INPUT MATERIAL ::
_____
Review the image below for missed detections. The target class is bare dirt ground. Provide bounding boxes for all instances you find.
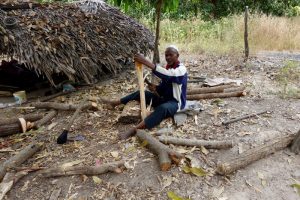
[0,52,300,200]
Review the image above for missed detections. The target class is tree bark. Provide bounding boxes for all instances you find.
[0,171,28,200]
[187,91,246,100]
[33,110,57,129]
[40,91,75,102]
[31,102,97,111]
[0,143,43,180]
[291,130,300,154]
[0,122,22,137]
[0,3,42,11]
[187,85,233,95]
[153,0,163,64]
[0,114,43,126]
[39,161,124,177]
[118,101,141,124]
[244,6,249,61]
[222,110,268,125]
[158,136,234,149]
[217,134,295,175]
[136,130,183,171]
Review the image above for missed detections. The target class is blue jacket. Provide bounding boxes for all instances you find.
[153,62,187,110]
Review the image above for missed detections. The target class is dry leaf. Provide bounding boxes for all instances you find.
[201,146,209,155]
[110,151,119,158]
[93,176,102,184]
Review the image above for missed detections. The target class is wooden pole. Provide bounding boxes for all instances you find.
[135,62,147,120]
[244,6,249,61]
[0,143,44,180]
[217,134,295,175]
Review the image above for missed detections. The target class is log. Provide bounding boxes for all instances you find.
[187,85,233,95]
[187,91,246,100]
[0,171,28,200]
[291,130,300,154]
[0,143,43,180]
[222,110,268,125]
[135,62,147,120]
[39,161,124,177]
[158,136,234,149]
[31,102,98,111]
[217,134,295,175]
[136,130,183,171]
[40,90,76,102]
[0,114,43,126]
[118,101,141,124]
[0,122,23,137]
[0,3,42,11]
[33,110,57,129]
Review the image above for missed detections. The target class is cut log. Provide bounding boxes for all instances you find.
[291,130,300,154]
[224,86,246,93]
[222,110,268,125]
[31,102,98,111]
[0,171,28,200]
[33,110,57,129]
[0,143,43,180]
[118,101,141,124]
[0,3,42,11]
[135,62,147,120]
[187,85,234,95]
[187,91,246,100]
[40,90,76,102]
[39,161,124,177]
[158,136,234,149]
[0,114,43,126]
[136,130,183,171]
[217,134,295,175]
[0,122,23,137]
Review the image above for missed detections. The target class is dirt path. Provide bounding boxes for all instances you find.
[0,52,300,200]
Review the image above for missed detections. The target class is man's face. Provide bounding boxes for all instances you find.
[165,48,179,65]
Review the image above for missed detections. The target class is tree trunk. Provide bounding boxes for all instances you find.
[187,85,234,95]
[0,143,44,180]
[217,134,295,175]
[31,102,97,111]
[136,130,183,171]
[158,136,234,149]
[153,0,163,64]
[39,161,124,177]
[187,91,246,100]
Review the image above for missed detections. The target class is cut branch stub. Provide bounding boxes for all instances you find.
[136,130,183,171]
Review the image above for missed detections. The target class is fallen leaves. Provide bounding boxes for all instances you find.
[167,191,189,200]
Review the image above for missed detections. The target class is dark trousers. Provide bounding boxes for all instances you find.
[121,91,178,129]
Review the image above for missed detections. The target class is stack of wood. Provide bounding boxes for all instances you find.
[187,84,246,100]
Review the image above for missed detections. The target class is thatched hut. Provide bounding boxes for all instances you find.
[0,0,154,85]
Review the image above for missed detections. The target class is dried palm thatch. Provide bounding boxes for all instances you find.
[0,0,154,85]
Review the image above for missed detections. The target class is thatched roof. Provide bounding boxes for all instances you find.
[0,0,154,84]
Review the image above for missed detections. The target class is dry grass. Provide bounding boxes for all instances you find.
[144,15,300,54]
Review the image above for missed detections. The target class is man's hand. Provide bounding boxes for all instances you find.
[134,54,155,69]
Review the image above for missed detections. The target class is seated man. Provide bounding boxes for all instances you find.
[104,46,187,139]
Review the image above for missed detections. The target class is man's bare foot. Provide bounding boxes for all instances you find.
[119,128,136,140]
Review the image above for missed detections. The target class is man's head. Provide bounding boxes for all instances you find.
[165,45,179,65]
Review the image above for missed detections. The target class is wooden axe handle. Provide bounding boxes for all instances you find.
[135,62,147,120]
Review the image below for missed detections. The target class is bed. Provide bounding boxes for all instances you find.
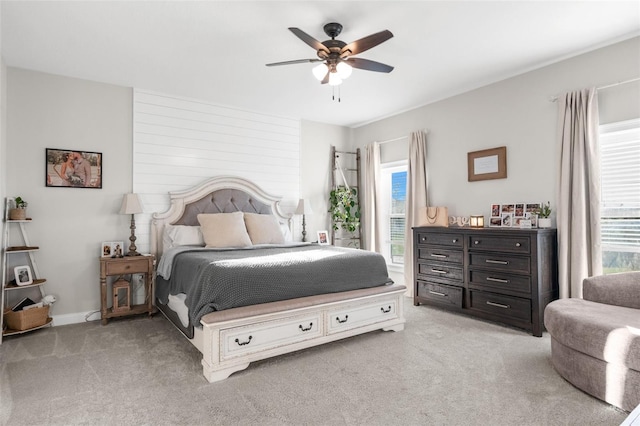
[150,176,406,382]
_____
PROBLEM DETAILS :: Convert the stretch from the line containing "is man's bare" through the end of the listing into a Markdown table with the columns Row and Listing line, skipping blank lines and leaving the pictures out.

RESPONSE BELOW ::
| Row | Listing line |
|---|---|
| 1 | Review the image above for missed detections. The target class is man's bare foot. Provide bounding boxes for all instances you find. |
| 2 | [119,128,136,140] |
| 3 | Review the image above for missed detections. The target class is man's head. Provide bounding boxes for all instances you find. |
| 4 | [165,45,179,65] |
| 5 | Review the image above for missed detections. The target class is wooden axe handle. Provide bounding boxes for all instances you find. |
| 6 | [135,62,147,120] |
| 7 | Review the image below for missed detections. The target class is bed. Provide bounding boxes for all instances you find. |
| 8 | [150,176,406,382] |